PASSAGE TO READ ▸

Huub Lambriex

Personal information
- Full name: Hubertus Lambriex
- Nationality: Dutch
- Born: 27 February 1960 (age 66) Bussum
- Height: 1.96 m (6.4 ft)

Sport

Sailing career
- Class: Tornado

= Huub Lambriex =

Dutch sailor (born 1960)

Hubertus "Huub" Lambriex (born 27 February 1960 in Bussum) is a sailor from the Netherlands, who represented his country at the 1984 Summer Olympics in Los Angeles. With Willy van Bladel as helmsman, Lambriex took the 11th place in the Tornado.

==Professional life==
Lambriex studied at the Nyenrode University (1978–1982). After the Olympics Lambriex and Guido Alkemade started their own company, (1984) in yacht equipment, LA84, specialized in ropes. Lambriex left the company in 2001. Nowadays Lambriex is partner at Mentalent (2005 – Present) and CCO at Enzyscreen (2010 – Present).

EXERCISE BRIEF ▸ Continue the biography of the Dutch sailor Huub Lambriex from where it stops.

DATA EXTRACT ▸

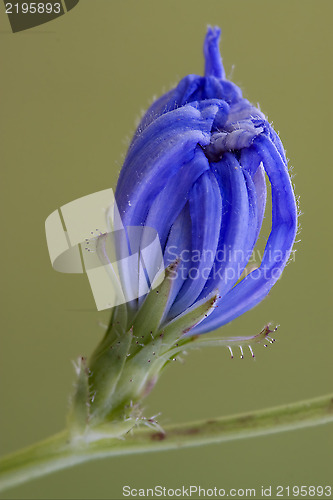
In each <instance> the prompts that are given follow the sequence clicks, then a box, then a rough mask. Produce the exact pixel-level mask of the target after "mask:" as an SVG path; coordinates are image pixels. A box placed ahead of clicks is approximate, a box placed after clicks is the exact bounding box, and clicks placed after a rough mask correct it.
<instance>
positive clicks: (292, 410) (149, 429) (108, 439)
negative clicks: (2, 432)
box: [0, 394, 333, 491]
mask: <svg viewBox="0 0 333 500" xmlns="http://www.w3.org/2000/svg"><path fill="white" fill-rule="evenodd" d="M328 422H333V394H329V395H326V396H322V397H320V398H316V399H311V400H309V401H303V402H299V403H293V404H291V405H285V406H279V407H276V408H271V409H265V410H261V411H256V412H253V413H247V414H242V415H235V416H231V417H223V418H216V419H211V420H206V421H202V422H194V423H187V424H181V425H172V426H168V427H166V428H165V434H163V433H161V432H159V431H156V430H152V429H151V428H148V427H145V426H144V427H140V428H138V429H136V430H134V432H133V433H129V434H128V435H127V436H126V439H123V440H121V439H116V438H114V437H109V436H107V435H104V436H103V437H100V435H99V436H98V437H97V436H96V437H94V435H93V434H92V433H90V434H88V435H87V436H86V439H85V440H83V439H82V440H75V441H70V440H69V434H68V432H67V431H63V432H61V433H60V434H57V435H55V436H53V437H51V438H49V439H47V440H45V441H42V442H40V443H37V444H35V445H33V446H31V447H29V448H26V449H25V450H22V451H18V452H16V453H14V454H12V455H10V456H7V457H4V458H2V459H1V460H0V491H1V490H4V489H6V488H10V487H13V486H17V485H18V484H20V483H23V482H26V481H29V480H31V479H34V478H37V477H40V476H44V475H46V474H49V473H51V472H54V471H56V470H60V469H64V468H67V467H71V466H73V465H76V464H79V463H82V462H86V461H89V460H93V459H96V458H104V457H113V456H117V455H128V454H134V453H145V452H151V451H161V450H172V449H177V448H184V447H189V446H200V445H204V444H209V443H221V442H223V441H231V440H234V439H243V438H248V437H255V436H261V435H264V434H273V433H277V432H282V431H287V430H294V429H301V428H304V427H309V426H315V425H320V424H326V423H328Z"/></svg>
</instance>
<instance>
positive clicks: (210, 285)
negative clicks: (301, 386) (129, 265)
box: [115, 28, 297, 335]
mask: <svg viewBox="0 0 333 500" xmlns="http://www.w3.org/2000/svg"><path fill="white" fill-rule="evenodd" d="M219 38H220V30H219V29H218V28H214V29H212V28H208V31H207V34H206V38H205V41H204V56H205V75H204V76H198V75H188V76H186V77H185V78H183V79H182V80H181V81H180V82H179V84H178V85H177V87H175V88H173V89H172V90H170V91H169V92H167V93H166V94H164V95H163V96H162V97H160V98H159V99H157V100H156V101H155V102H154V103H153V104H152V106H151V107H150V108H149V109H148V111H147V112H146V113H145V115H144V116H143V118H142V120H141V123H140V125H139V127H138V129H137V131H136V133H135V134H134V137H133V140H132V142H131V144H130V147H129V150H128V153H127V156H126V159H125V162H124V165H123V167H122V170H121V173H120V177H119V180H118V184H117V188H116V196H115V197H116V202H117V205H118V209H119V213H120V216H121V219H122V223H123V225H124V227H129V226H141V227H144V228H145V227H147V228H154V229H155V230H156V231H157V233H158V236H159V239H160V243H161V247H162V251H163V255H164V263H165V266H167V265H169V264H172V262H174V261H175V259H177V261H178V263H180V264H179V267H178V271H177V275H176V276H175V278H174V284H173V289H172V293H171V297H170V299H169V301H168V306H167V311H166V313H165V318H166V319H165V321H166V322H167V321H170V320H172V319H174V318H176V317H177V316H179V315H181V314H184V312H186V311H187V310H189V308H193V306H194V305H195V304H199V303H200V301H202V299H204V298H205V297H209V296H210V295H211V294H212V293H213V292H214V291H216V290H217V291H218V294H219V301H218V307H216V308H214V310H213V311H212V313H211V314H210V315H209V316H207V317H205V318H204V319H203V321H201V322H200V323H199V324H197V325H196V326H195V327H194V328H193V329H192V330H191V332H190V334H191V335H192V334H198V333H205V332H207V331H211V330H214V329H216V328H218V327H220V326H222V325H224V324H226V323H228V322H229V321H231V320H233V319H234V318H236V317H238V316H239V315H241V314H243V313H244V312H246V311H247V310H249V309H251V308H252V307H254V306H255V305H257V304H258V303H259V302H260V301H261V300H262V299H263V298H264V297H265V296H266V295H267V294H268V293H269V291H270V289H271V288H272V286H273V285H274V284H275V282H276V281H277V280H278V278H279V277H280V275H281V272H282V271H283V269H284V267H285V265H286V263H287V261H288V258H289V256H290V252H291V250H292V247H293V243H294V240H295V235H296V230H297V207H296V202H295V196H294V192H293V188H292V184H291V180H290V175H289V172H288V166H287V160H286V156H285V152H284V148H283V146H282V143H281V141H280V139H279V137H278V135H277V134H276V132H275V131H274V130H273V128H272V126H271V125H270V123H269V122H268V121H267V119H266V118H265V116H264V115H263V114H262V112H261V111H260V110H258V109H257V108H256V107H254V106H253V105H252V104H251V103H250V102H249V101H248V100H247V99H244V98H243V97H242V92H241V90H240V89H239V88H238V87H237V86H236V85H235V84H234V83H232V82H230V81H228V80H227V79H226V77H225V72H224V68H223V64H222V60H221V57H220V53H219ZM266 174H267V177H268V180H269V182H270V185H271V194H272V214H271V215H272V226H271V232H270V235H269V238H268V241H267V244H266V247H265V251H264V254H263V257H262V261H261V264H260V266H259V267H258V268H257V269H255V270H253V271H252V272H250V273H247V274H246V276H244V274H243V272H244V270H245V268H246V266H247V264H248V262H249V259H250V257H251V255H252V252H253V250H254V248H255V245H256V243H257V241H258V237H259V233H260V230H261V226H262V222H263V218H264V212H265V205H266ZM242 276H244V277H243V279H241V280H240V278H241V277H242ZM129 278H130V280H132V281H133V280H134V281H135V280H137V279H138V276H136V275H131V276H130V277H129ZM139 306H140V301H139V300H137V301H133V302H132V303H131V307H132V308H134V309H135V308H139Z"/></svg>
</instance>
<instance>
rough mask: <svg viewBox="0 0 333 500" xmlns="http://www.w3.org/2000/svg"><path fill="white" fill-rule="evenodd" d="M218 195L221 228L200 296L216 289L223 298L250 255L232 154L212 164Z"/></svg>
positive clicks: (247, 224) (245, 214) (203, 295)
mask: <svg viewBox="0 0 333 500" xmlns="http://www.w3.org/2000/svg"><path fill="white" fill-rule="evenodd" d="M212 168H213V169H214V170H215V172H216V176H217V178H218V179H219V185H220V189H221V192H222V225H221V232H220V235H219V243H218V249H217V253H216V259H215V262H214V265H213V269H212V272H211V275H210V276H209V279H208V280H207V284H206V286H205V288H204V289H203V291H202V293H201V297H203V296H204V295H207V294H208V293H210V292H211V291H212V290H213V289H214V288H217V289H218V290H219V292H220V294H221V295H222V296H223V295H224V294H225V293H226V292H227V291H229V290H230V288H231V287H232V286H233V285H234V284H235V283H236V281H237V280H238V278H239V276H240V274H241V270H242V269H243V266H244V263H245V262H247V260H248V259H249V257H250V255H248V252H249V249H248V248H246V243H247V232H248V227H249V200H248V193H247V186H246V182H245V178H244V175H243V172H242V168H241V166H240V164H239V162H238V161H237V159H236V158H235V156H234V154H232V153H226V154H225V155H224V156H223V158H222V160H221V161H220V162H218V163H214V164H212Z"/></svg>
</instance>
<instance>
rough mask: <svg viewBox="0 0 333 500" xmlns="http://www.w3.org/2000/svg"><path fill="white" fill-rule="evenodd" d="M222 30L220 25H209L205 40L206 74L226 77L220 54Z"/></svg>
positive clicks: (204, 45) (221, 77)
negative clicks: (220, 36) (218, 27)
mask: <svg viewBox="0 0 333 500" xmlns="http://www.w3.org/2000/svg"><path fill="white" fill-rule="evenodd" d="M220 35H221V30H220V29H219V28H218V27H215V28H212V27H211V26H209V27H208V30H207V34H206V37H205V41H204V56H205V76H206V77H207V76H215V77H217V78H222V79H224V78H225V71H224V68H223V64H222V59H221V55H220V49H219V42H220Z"/></svg>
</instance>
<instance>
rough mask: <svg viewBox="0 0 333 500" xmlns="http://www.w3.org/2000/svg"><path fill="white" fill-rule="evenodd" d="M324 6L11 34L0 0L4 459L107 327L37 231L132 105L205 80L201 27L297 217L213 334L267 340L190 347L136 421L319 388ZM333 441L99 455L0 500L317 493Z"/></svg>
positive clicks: (47, 432)
mask: <svg viewBox="0 0 333 500" xmlns="http://www.w3.org/2000/svg"><path fill="white" fill-rule="evenodd" d="M332 14H333V4H332V2H330V1H305V0H293V1H291V2H286V1H280V2H268V1H255V0H254V1H251V2H247V1H238V2H229V1H217V0H212V1H208V2H205V3H204V2H199V1H194V0H192V1H189V0H182V1H181V2H176V1H174V0H171V1H170V0H169V1H165V2H161V1H148V0H142V1H134V0H129V1H120V0H118V1H111V0H98V1H94V0H80V2H79V4H78V5H77V6H76V7H75V8H74V9H73V10H71V11H70V12H69V13H67V14H66V15H64V16H62V17H60V18H58V19H56V20H54V21H52V22H50V23H47V24H44V25H42V26H40V27H37V28H34V29H31V30H27V31H23V32H21V33H16V34H12V33H11V31H10V27H9V23H8V19H7V18H6V15H5V13H4V5H3V4H1V5H0V17H1V25H0V40H1V45H0V53H1V80H0V91H1V103H2V104H1V119H0V125H1V135H0V140H1V198H0V202H1V213H2V216H3V217H2V224H1V235H2V242H1V255H2V276H1V281H2V286H1V295H2V297H1V323H2V336H1V416H0V419H1V426H0V429H1V453H2V454H4V453H9V452H11V451H14V450H15V449H18V448H20V447H23V446H25V445H29V444H31V443H33V442H35V441H36V440H40V439H43V438H45V437H47V436H49V435H51V434H53V433H55V432H57V431H60V430H61V429H62V428H63V426H64V424H65V414H66V411H67V406H68V397H69V394H70V393H71V390H72V384H73V380H74V371H73V367H72V365H71V360H73V359H75V358H76V357H77V356H78V355H81V354H84V355H88V354H89V353H90V352H91V351H92V349H93V348H94V346H95V345H96V343H97V342H98V339H99V338H100V337H101V335H102V332H103V330H102V328H101V327H100V326H99V322H102V323H103V322H106V321H107V318H108V313H106V312H102V313H98V312H97V311H96V310H95V307H94V302H93V298H92V295H91V292H90V288H89V285H88V281H87V279H86V277H85V276H84V275H65V274H60V273H57V272H55V271H54V270H53V269H52V267H51V264H50V261H49V256H48V251H47V247H46V242H45V235H44V221H45V219H46V217H47V216H48V215H49V214H50V213H51V212H52V211H53V210H55V209H56V208H58V207H60V206H61V205H63V204H65V203H67V202H69V201H72V200H74V199H76V198H79V197H80V196H84V195H86V194H90V193H94V192H96V191H99V190H102V189H106V188H109V187H115V183H116V179H117V175H118V172H119V170H120V167H121V164H122V161H123V156H124V154H125V152H126V145H127V143H128V137H130V136H131V134H132V133H133V130H134V126H135V120H136V119H137V117H138V116H139V114H140V111H141V110H142V109H144V108H146V107H147V106H148V104H149V103H150V102H151V100H152V98H153V96H154V95H160V94H161V93H162V92H163V91H165V90H167V89H168V88H170V86H171V85H173V84H174V83H176V82H177V81H178V80H179V79H180V78H181V77H183V76H185V75H186V74H188V73H199V74H200V73H202V69H203V57H202V41H203V37H204V34H205V30H206V26H207V24H213V25H215V24H217V25H219V26H220V27H221V28H222V30H223V35H222V52H223V58H224V64H225V67H226V72H227V75H229V76H230V74H231V73H232V79H233V81H234V82H235V83H237V84H238V85H240V86H241V87H242V89H243V91H244V95H245V97H247V98H248V99H250V100H251V101H252V102H254V103H257V102H259V103H260V106H261V109H262V110H263V111H264V112H265V113H266V114H267V115H268V117H269V119H270V121H273V123H274V126H275V128H276V129H277V130H278V131H279V132H280V136H281V138H282V140H283V142H284V145H285V147H286V149H287V155H288V157H289V159H290V164H291V165H292V167H293V172H294V174H295V177H294V182H295V184H296V191H297V194H298V195H300V200H301V210H302V212H303V213H304V215H303V216H302V217H301V219H300V222H301V226H302V230H301V233H300V239H301V240H302V241H301V242H300V243H298V244H297V246H296V248H297V253H296V258H295V262H294V263H291V264H290V265H288V267H287V269H286V271H285V273H284V276H283V279H282V280H281V281H280V282H279V283H278V284H277V285H276V286H275V287H274V289H273V290H272V292H271V294H270V296H269V297H268V298H267V299H266V300H265V301H264V302H262V303H261V304H260V305H259V306H258V307H257V308H255V309H254V310H252V311H250V312H248V313H247V314H246V315H244V316H242V317H241V318H239V319H237V320H236V321H234V322H233V323H232V324H229V325H227V326H226V327H224V329H223V334H225V335H228V336H229V335H237V334H245V335H251V334H254V333H257V332H259V331H260V329H261V328H262V327H263V325H264V324H265V323H266V322H268V321H272V322H273V324H276V323H279V324H280V325H281V326H280V329H279V332H278V335H277V338H278V339H279V342H277V343H276V344H275V345H274V346H272V347H271V348H269V349H266V350H265V349H264V348H263V347H258V348H257V350H256V356H257V359H256V361H255V362H253V360H252V359H251V358H250V357H249V356H247V357H246V359H244V360H243V361H241V360H240V359H234V360H233V361H231V360H230V359H229V355H228V352H227V351H226V350H224V349H220V350H219V349H216V350H214V349H210V350H208V349H207V350H202V351H195V352H194V353H191V354H190V355H189V356H188V357H187V358H186V362H185V364H178V363H175V364H174V365H172V366H171V367H169V369H168V370H167V371H166V372H165V373H164V375H163V376H162V379H161V380H160V382H159V384H158V385H157V387H156V388H155V389H154V391H153V392H152V394H151V395H150V396H149V398H148V399H147V400H146V403H145V407H146V414H147V415H152V414H156V413H158V412H161V414H162V415H161V416H160V417H159V420H160V422H161V423H162V425H163V424H167V423H171V422H183V421H188V420H191V419H192V420H193V419H201V418H205V417H214V416H219V415H227V414H231V413H235V412H245V411H248V410H256V409H259V408H264V407H267V406H274V405H280V404H284V403H291V402H294V401H297V400H301V399H305V398H311V397H314V396H319V395H322V394H325V393H327V392H330V391H332V367H331V366H332V352H333V336H332V331H331V330H332V286H331V277H332V244H333V239H332V222H331V215H332V202H331V199H332V149H331V145H332V135H333V126H332V101H331V99H332V98H331V92H332V83H333V81H332V75H333V72H332V41H333V36H332ZM233 66H235V67H234V69H233ZM298 239H299V238H298ZM332 434H333V427H332V425H326V426H322V427H319V428H309V429H304V430H300V431H297V432H293V433H285V434H279V435H272V436H267V437H261V438H257V439H251V440H246V441H239V442H230V443H225V444H219V445H212V446H206V447H202V448H194V449H187V450H179V451H172V452H164V453H158V454H149V455H138V456H133V457H122V458H116V459H108V460H104V461H97V462H92V463H88V464H85V465H81V466H78V467H76V468H73V469H69V470H66V471H62V472H59V473H56V474H53V475H51V476H48V477H45V478H43V479H39V480H36V481H33V482H31V483H29V484H26V485H23V486H21V487H17V488H15V489H12V490H9V491H8V492H6V493H4V494H3V495H2V497H1V498H17V499H18V498H24V499H28V498H31V499H33V498H36V499H37V498H38V499H39V498H40V499H42V498H44V499H48V498H50V499H51V498H57V499H65V498H73V499H74V498H75V499H76V498H84V499H93V498H110V499H111V498H121V497H122V486H123V485H125V484H128V485H131V487H134V488H143V487H153V486H155V485H157V484H160V485H162V486H166V487H170V488H175V487H178V486H179V485H183V484H184V485H186V486H189V485H191V484H196V485H201V486H202V487H206V488H208V487H214V486H217V487H219V488H225V489H228V488H256V489H257V490H258V492H259V490H260V488H261V485H264V486H265V487H267V486H269V485H272V486H276V485H282V486H288V485H289V486H292V485H310V484H312V485H326V484H329V483H330V481H332V461H333V456H332V455H333V453H332V449H333V446H332V445H333V440H332ZM256 498H260V495H259V494H258V495H257V497H256Z"/></svg>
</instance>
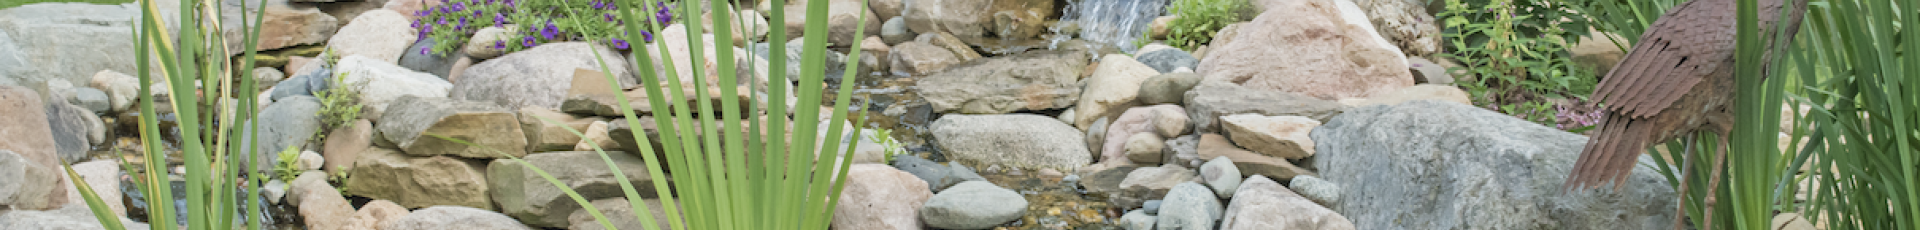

THE ANSWER ▸
==Sources==
- "Huub Lambriex Bio, Stats, and Results"
- "Oranje équipe met 207 personen op de Zomerspelen" (1984)
- "Toppers bijeen in Hyeres Olympisch zeilexamen" (1984)
- "Aspiraties" (1984)
- "Verwachtingen voor Los Angeles hoog gespannen Gouden kansen voor olympische zeilptoeg" (1984)
- "Zeilcoach rekent op een medaille" (1984)
- "Zeilers smeken om meer wind" (1984)
- "Zeilers verspelen kansen op medaille Tijdperk 'Vliegende Hollanders' voorbij" (1984)
- "Surfgoud kan impuls geven Watersport wacht op frisse wind" (1984)
- "Official Report Los Angeles 1984, Volume 1: Organization and Planning (part 1)" (1985)
- "Official Report Los Angeles 1984, Volume 1: Organization and Planning (part 2)" (1985)
- "Official Report Los Angeles 1984, Volume 1: Organization and Planning (part 3)" (1985)
- "Official Report Los Angeles 1984, Volume 2: Competition and Summary and Results (part 1)" (1985)
- "Official Report Los Angeles 1984, Volume 2: Competition and Summary and Results (part 2)" (1985)
- "Official Report Los Angeles 1984, Volume 2: Competition and Summary and Results (part 3)" (1985)
- "Huub Lambriex"
- "enzyscreen"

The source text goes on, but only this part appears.